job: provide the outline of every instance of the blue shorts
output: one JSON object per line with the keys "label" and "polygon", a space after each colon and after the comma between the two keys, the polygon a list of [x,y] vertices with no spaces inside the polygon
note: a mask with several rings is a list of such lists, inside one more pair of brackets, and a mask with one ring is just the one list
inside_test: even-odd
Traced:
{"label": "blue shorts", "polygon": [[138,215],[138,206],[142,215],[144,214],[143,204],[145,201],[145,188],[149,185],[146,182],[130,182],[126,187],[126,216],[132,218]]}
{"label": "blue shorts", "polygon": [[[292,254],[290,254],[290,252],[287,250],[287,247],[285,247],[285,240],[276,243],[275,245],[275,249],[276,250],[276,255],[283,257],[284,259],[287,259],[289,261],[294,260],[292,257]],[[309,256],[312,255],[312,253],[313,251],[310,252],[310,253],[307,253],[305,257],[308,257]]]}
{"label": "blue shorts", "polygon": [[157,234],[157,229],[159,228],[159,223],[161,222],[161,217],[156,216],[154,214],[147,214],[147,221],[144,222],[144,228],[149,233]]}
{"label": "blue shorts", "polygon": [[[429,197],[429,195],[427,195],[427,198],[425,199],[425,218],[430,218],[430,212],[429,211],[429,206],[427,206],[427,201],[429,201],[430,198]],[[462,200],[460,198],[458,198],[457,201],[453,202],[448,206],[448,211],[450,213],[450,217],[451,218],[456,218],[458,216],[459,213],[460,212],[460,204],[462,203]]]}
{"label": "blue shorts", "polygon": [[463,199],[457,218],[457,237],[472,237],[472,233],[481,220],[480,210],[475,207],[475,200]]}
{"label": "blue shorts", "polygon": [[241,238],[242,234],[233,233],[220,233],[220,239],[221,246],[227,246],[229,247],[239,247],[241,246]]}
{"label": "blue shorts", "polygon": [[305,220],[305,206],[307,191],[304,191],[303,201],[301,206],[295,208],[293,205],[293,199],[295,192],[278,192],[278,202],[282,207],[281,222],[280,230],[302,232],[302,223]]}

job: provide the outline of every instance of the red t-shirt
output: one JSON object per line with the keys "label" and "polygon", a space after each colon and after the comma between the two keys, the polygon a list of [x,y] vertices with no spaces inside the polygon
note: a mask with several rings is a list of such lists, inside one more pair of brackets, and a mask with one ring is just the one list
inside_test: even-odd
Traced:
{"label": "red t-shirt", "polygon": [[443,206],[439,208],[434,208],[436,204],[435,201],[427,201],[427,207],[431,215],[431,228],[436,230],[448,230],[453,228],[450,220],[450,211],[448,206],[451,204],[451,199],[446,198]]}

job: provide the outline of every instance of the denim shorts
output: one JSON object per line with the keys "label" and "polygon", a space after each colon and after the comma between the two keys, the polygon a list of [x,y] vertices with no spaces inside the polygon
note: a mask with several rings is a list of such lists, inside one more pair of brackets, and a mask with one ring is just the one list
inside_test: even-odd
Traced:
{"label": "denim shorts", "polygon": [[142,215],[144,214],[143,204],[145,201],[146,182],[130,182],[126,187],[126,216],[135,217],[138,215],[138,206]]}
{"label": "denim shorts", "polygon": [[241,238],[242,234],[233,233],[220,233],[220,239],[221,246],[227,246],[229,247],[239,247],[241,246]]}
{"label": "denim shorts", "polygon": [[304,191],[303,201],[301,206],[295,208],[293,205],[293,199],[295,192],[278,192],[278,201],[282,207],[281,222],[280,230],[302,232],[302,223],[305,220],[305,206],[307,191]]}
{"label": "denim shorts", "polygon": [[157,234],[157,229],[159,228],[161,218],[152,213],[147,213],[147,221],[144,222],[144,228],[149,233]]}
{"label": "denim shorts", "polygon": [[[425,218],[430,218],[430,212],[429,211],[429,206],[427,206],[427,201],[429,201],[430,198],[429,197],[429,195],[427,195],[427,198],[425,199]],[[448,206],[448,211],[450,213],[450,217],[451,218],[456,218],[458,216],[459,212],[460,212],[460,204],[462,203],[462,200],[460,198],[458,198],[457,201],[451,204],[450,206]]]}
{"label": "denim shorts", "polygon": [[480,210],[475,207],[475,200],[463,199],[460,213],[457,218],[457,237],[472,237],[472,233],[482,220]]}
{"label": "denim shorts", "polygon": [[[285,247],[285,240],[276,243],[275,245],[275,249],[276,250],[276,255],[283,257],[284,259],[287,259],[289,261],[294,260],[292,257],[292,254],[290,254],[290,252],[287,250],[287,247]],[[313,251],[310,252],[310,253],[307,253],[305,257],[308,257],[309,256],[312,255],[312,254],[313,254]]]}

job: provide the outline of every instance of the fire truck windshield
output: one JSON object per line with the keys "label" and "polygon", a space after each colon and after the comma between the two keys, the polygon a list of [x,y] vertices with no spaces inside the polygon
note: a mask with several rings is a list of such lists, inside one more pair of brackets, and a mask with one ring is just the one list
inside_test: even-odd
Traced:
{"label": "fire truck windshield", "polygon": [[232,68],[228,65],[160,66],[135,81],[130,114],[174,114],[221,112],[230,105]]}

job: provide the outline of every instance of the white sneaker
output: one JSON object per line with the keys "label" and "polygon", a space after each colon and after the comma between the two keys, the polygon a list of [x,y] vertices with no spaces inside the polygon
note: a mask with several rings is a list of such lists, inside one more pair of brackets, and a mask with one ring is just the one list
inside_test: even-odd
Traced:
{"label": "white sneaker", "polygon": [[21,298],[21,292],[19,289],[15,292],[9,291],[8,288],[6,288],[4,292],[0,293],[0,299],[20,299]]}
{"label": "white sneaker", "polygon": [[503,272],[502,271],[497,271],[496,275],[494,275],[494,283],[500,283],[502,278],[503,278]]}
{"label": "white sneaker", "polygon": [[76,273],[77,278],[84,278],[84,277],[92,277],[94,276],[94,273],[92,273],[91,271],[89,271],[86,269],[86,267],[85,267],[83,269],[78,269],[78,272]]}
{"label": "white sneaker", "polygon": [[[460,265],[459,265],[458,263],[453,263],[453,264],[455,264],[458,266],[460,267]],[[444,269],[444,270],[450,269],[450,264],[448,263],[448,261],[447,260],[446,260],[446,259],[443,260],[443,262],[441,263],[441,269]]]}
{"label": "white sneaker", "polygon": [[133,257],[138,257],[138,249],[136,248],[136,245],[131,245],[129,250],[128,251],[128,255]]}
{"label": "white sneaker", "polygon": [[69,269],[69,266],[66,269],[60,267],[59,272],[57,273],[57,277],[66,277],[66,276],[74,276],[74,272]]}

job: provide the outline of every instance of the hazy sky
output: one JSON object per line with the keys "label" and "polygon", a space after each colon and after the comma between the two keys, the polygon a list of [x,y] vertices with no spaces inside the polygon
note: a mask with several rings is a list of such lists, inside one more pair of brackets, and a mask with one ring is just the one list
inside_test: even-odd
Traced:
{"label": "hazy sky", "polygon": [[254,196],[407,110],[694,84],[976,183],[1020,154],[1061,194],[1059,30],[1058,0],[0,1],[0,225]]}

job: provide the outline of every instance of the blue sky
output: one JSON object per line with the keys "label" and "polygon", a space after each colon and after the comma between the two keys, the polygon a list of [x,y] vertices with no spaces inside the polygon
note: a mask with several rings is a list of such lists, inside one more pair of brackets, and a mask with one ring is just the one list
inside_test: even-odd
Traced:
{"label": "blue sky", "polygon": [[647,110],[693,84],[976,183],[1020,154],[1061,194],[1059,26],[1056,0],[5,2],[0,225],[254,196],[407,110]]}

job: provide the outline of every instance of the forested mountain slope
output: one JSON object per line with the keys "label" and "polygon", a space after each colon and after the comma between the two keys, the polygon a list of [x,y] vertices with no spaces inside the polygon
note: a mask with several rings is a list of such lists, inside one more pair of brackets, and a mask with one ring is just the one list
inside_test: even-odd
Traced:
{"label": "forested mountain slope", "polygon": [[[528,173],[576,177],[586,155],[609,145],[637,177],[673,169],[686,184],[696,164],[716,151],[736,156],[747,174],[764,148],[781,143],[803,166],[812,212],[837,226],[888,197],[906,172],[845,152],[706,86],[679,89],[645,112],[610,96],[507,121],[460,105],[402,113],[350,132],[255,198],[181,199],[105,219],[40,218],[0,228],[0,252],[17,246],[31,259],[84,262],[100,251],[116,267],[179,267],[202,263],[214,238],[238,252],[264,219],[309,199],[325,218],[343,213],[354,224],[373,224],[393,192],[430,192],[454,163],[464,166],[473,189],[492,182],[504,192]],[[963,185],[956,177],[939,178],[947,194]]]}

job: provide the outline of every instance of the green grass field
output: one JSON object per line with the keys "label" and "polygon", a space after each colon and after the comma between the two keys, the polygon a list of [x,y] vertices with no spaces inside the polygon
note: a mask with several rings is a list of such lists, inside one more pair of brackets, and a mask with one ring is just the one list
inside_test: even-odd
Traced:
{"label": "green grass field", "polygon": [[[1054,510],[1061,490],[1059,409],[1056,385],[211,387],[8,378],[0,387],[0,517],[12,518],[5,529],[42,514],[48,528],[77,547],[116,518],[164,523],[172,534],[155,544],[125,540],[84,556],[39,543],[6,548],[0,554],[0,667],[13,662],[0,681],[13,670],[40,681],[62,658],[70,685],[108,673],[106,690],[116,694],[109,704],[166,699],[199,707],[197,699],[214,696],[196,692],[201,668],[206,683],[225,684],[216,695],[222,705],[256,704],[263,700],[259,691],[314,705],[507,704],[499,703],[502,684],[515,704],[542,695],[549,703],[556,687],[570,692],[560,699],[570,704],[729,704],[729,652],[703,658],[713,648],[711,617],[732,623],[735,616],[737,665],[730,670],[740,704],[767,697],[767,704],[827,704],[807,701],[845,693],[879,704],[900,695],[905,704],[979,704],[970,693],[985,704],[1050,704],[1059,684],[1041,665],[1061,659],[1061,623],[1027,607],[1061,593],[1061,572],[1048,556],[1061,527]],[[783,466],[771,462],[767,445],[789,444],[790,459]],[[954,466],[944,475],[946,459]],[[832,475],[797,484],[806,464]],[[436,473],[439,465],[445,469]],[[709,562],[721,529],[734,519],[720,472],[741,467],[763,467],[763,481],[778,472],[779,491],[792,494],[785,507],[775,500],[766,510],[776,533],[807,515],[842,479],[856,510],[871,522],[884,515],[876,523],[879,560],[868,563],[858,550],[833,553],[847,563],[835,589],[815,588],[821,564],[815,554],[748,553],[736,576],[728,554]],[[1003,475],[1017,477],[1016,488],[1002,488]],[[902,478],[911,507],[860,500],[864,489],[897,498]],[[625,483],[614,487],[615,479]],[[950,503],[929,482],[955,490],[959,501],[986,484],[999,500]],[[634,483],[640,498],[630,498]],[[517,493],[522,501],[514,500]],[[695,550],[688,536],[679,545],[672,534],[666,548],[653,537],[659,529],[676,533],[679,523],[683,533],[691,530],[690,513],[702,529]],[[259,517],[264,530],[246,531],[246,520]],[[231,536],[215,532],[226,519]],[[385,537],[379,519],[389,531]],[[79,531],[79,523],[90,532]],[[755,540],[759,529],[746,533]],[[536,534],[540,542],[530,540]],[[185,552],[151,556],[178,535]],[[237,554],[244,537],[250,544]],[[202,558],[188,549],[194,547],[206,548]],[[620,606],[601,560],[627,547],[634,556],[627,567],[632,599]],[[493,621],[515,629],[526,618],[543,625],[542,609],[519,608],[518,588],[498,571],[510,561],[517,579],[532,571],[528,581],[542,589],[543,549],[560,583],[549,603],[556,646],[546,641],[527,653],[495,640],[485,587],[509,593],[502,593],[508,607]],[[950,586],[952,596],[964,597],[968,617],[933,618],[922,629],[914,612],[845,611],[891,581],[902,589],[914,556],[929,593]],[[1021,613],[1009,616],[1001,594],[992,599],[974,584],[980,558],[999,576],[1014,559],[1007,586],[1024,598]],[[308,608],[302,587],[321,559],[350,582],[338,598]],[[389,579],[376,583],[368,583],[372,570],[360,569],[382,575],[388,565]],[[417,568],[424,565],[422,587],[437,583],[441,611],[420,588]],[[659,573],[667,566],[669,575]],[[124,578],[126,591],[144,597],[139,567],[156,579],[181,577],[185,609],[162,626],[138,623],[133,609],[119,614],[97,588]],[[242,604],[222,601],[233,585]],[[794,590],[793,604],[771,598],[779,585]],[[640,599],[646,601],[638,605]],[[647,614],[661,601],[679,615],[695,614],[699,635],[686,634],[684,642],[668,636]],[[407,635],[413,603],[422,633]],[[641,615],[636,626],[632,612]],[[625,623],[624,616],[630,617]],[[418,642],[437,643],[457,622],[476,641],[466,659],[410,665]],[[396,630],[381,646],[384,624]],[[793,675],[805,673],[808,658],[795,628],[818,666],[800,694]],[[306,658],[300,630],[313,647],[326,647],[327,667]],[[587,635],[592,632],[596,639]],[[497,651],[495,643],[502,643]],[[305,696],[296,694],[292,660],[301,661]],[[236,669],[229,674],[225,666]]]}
------------------------------------------------------------------------
TASK TO COMPLETE
Display every line of the data above that includes the string "outline", reproducing each such line in full and unaltered.

RESULT
job: provide the outline of every instance of the blue shorts
job: provide the outline of every instance of the red t-shirt
job: provide the outline of every instance of the denim shorts
job: provide the outline of every instance of the fire truck windshield
job: provide the outline of every instance of the white sneaker
job: provide the outline of every instance of the hazy sky
job: provide the outline of every instance of the blue sky
job: provide the outline of every instance of the forested mountain slope
job: provide the outline of every instance of the green grass field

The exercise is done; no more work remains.